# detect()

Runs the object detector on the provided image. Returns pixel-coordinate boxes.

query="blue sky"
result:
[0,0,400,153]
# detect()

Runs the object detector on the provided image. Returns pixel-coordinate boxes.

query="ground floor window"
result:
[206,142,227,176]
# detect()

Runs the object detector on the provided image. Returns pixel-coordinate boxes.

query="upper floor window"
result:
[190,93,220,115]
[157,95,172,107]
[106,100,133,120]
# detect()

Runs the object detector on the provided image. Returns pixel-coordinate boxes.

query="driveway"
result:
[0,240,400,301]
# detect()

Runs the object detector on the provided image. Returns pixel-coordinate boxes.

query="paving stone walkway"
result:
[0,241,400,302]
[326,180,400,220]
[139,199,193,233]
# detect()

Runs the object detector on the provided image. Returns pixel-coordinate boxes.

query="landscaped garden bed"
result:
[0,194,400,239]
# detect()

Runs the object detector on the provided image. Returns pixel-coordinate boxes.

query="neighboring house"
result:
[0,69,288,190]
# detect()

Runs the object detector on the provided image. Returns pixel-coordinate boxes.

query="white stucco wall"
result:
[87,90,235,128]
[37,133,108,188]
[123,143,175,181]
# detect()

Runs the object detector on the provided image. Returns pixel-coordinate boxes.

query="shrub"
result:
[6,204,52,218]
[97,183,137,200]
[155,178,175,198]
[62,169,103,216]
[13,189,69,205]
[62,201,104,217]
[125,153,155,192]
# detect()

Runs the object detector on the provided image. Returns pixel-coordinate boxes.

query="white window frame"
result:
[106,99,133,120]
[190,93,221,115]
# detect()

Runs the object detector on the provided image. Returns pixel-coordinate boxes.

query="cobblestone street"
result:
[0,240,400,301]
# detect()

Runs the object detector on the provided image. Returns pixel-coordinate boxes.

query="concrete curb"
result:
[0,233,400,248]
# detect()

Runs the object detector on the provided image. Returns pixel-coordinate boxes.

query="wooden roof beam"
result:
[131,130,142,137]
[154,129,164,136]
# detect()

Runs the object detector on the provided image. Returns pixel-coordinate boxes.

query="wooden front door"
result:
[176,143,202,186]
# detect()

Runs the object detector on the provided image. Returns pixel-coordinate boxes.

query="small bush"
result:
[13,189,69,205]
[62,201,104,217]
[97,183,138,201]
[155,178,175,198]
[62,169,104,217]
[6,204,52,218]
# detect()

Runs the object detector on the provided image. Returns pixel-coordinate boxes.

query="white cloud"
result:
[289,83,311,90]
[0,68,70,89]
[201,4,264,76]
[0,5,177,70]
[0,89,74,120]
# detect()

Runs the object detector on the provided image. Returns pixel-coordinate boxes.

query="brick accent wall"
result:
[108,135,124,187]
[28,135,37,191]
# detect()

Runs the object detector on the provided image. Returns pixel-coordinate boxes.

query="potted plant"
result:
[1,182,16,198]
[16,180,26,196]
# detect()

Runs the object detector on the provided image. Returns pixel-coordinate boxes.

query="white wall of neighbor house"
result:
====================
## WHAT TO DO:
Convert the records into a two-column CSV with the headers input and output, beginning at the start of the records and stopping after the line that contains "[106,100,133,120]". Give one row per record, with its text and its answer each in a single quoted field and line breaks replaced by spaces.

## THE COMPLETED TASK:
input,output
"# detect() Runs the object detector on the provided image. Returns pixel-coordinate boxes. query=""blue sky"" result:","[0,0,400,153]"
"# detect() Runs the object detector on the provided image. Returns pixel-coordinate boxes. query=""ground floor window"" result:","[206,142,227,176]"
"# detect() Runs the object detector on the provided image. Returns pixel-coordinate boxes. query=""upper floor window"" result:","[190,93,220,115] [157,95,172,107] [106,100,133,120]"